Which lines in the records below contain the word "Place"? Locate each one and copy it in full.

EXTRACTED ENTRIES -
######

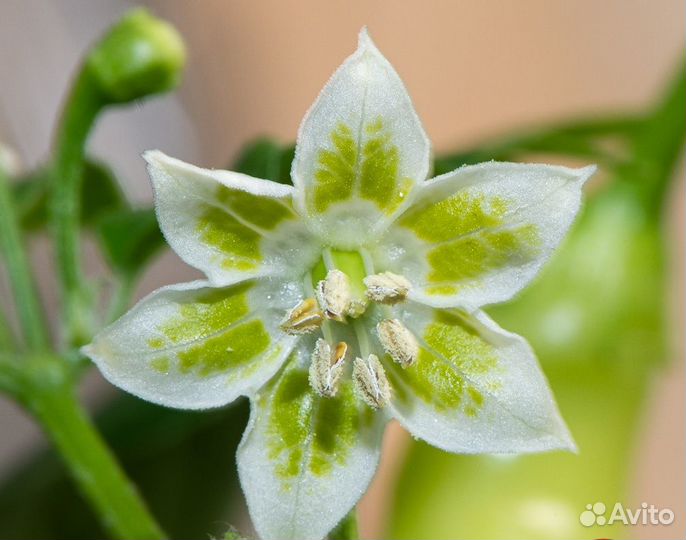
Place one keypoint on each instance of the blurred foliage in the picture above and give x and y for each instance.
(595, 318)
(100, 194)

######

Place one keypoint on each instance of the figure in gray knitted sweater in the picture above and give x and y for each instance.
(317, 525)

######

EXERCISE RESPONSE -
Place one keypoint on each instance of the blurred foliage in the picture above and give x and y for each instance.
Place one keypoint on each instance of the figure in gray knitted sweater in the picture above and give x and y for each instance.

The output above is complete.